Directions: Please rewrite the records, swapping every "blue jeans" for "denim pants" and leaving everything else the same.

-------- Excerpted records

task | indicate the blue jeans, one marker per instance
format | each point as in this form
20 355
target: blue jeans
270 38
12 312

----------------

Task output:
task | indicate the denim pants, one marker per instance
format | each point as in this form
20 355
target: denim pants
270 38
12 312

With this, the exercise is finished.